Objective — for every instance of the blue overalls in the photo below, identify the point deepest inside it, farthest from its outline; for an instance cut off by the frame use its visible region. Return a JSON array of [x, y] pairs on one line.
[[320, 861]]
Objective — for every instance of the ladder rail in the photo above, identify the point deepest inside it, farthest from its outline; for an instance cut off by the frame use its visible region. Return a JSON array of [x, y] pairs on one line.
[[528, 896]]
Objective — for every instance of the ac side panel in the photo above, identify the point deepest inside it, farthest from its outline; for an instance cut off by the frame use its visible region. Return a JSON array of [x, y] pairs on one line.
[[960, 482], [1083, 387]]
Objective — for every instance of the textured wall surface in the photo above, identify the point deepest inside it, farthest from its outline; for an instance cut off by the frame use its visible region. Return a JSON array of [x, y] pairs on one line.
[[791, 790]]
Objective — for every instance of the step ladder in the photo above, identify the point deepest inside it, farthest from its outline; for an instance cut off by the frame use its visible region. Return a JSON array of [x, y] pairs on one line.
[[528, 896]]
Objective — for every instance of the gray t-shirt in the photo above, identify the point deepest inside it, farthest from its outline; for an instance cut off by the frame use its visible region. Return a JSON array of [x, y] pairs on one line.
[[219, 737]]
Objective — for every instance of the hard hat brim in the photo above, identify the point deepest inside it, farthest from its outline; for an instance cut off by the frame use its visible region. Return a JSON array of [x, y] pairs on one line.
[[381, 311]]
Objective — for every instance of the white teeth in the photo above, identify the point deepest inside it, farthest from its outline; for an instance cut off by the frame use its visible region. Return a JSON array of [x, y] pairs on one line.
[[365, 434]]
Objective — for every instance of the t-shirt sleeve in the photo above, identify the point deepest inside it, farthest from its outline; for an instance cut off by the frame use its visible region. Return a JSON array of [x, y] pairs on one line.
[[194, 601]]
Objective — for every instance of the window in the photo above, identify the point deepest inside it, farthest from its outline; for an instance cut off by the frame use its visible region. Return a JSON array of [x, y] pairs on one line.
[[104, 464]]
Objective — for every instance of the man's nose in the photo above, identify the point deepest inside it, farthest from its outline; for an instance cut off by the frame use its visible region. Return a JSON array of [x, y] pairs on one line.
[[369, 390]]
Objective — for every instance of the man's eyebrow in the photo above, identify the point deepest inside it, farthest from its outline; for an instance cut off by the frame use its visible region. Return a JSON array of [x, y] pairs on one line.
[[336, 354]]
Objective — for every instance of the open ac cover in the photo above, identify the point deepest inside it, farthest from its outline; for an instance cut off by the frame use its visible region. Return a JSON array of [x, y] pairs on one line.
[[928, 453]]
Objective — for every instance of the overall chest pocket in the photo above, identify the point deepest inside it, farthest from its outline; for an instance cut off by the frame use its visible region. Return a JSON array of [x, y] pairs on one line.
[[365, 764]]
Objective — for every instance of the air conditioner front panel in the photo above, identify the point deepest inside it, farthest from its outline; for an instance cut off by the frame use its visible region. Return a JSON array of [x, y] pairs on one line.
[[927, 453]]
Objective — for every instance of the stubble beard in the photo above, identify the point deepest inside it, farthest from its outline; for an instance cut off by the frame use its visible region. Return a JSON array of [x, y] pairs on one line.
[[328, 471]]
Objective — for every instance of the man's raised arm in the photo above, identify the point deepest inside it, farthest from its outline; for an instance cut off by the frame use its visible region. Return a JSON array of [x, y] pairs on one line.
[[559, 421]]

• [Short task]
Please write out every one of the records above again, word for word and in the same order.

• [Full solution]
Objective — for every instance of the blue overalls in the photo below, identify the point deepest inside it, farthest from its outline; for an instance cut off by the frame use its visible region. Return a JSON array of [x, y] pairs on one line.
[[320, 861]]
Objective — for every instance of the ladder rail in the photo above, identify the point deepest inside it, farthest from its outline; for an instance cut off by the frame use its visible region. Return a JSON array of [x, y] pairs on one line.
[[528, 896]]
Objective — for every instance of the ac side panel in the photo above, identify the point deepest inside it, farthest from its outline; for an instance cut off by the frame use its visible region. Return a JSON array of [x, y] pairs on one line.
[[960, 482], [1083, 387]]
Objective — for every instance of the textured wall surface in the photo above, identify the point deepest inside it, farthest from its outline; for an instance cut off by the frame use its visible region. Return a JSON array of [x, y] pairs on one line.
[[791, 790]]
Objective — for every instance of the step ladder in the photo above, identify the point deepest inside it, farthest from its outline; for an instance cut off by the frame use its visible region. Return a JSON array of [x, y] pairs on one line.
[[528, 896]]
Objective — for every instance of the gray t-shirt in the photo above, identify the point deepest inside it, farthest from its outline; for an instance cut off by the frame use its visible region. Return a JSON array of [x, y] pairs on one line.
[[219, 737]]
Objective — for every instance of the hard hat brim in the photo above, identify the point deepest inside it, farthest from its outline; for an instance cut off by the frame use its visible region. Return a JSON array of [x, y] pairs on one line.
[[381, 311]]
Objective — for every instance of the white teeth in the photo above, identify the point deepest inside it, farthest from its outline; for an instance cut off by the frame use its visible region. Return a JSON array of [x, y] pairs on one line.
[[365, 434]]
Objective — for every instance of the t-shirt sleeve in the photo above, identify the point deepest inside it, farthest from its outline; for an instance cut off by the frame use its visible region. Return a JSON array of [x, y] pairs on one line.
[[194, 601]]
Objective — for every instance of the window in the photo above, identify the point deepest inside it, farthest from its outline; for an instance cut off by the frame use its visible region. Return a JSON array of [x, y] pairs on one line.
[[104, 464]]
Objective — for every instance of the man's nose in the photo above, identify the point deepest inside it, farthest from its outline; for an instance cut off by the frame use its visible region. Return a JSON array of [x, y] pairs on one line.
[[369, 390]]
Objective — for every instance of the man's eyebrow in the photo above, identify the point deepest inside it, farthest from its outline; for an instance cut off by the frame use its visible region. Return a JSON array of [x, y] pairs on one line.
[[336, 354]]
Objective — for every instance of the open ac cover in the photo above, identify the point deepest inside it, farthest from its outline; for an instance cut off by the frame use its visible region. Return a JSON array of [x, y] pairs on one line.
[[928, 453]]
Objective — for every instance of the overall chest pocket in the photo above, identify the point deepest inside it, farthest from its outline; for an instance cut off by the frame use its visible region. Return a JSON array of [x, y] pairs on one line.
[[365, 764]]
Objective — for every instance of the air conditioner front panel in the photo above, identify the point deepest inside it, farthest from its outline; for an instance cut off by the frame use its visible region. Return a JSON array of [x, y] pairs on one line.
[[927, 453]]
Objective — for every instance of the stubble beard in the photo above, identify the point deepest inside it, farthest from its outline; for an instance cut off by the frame use its visible region. Return a JSON array of [x, y] pairs on one line.
[[328, 471]]
Objective — for every instance of the man's raised arm in the photo above, identify the point deepest inside it, farthest from its outline; for an instance cut off by the frame use its visible region. Return a JSON array of [x, y] pairs on one line.
[[559, 421]]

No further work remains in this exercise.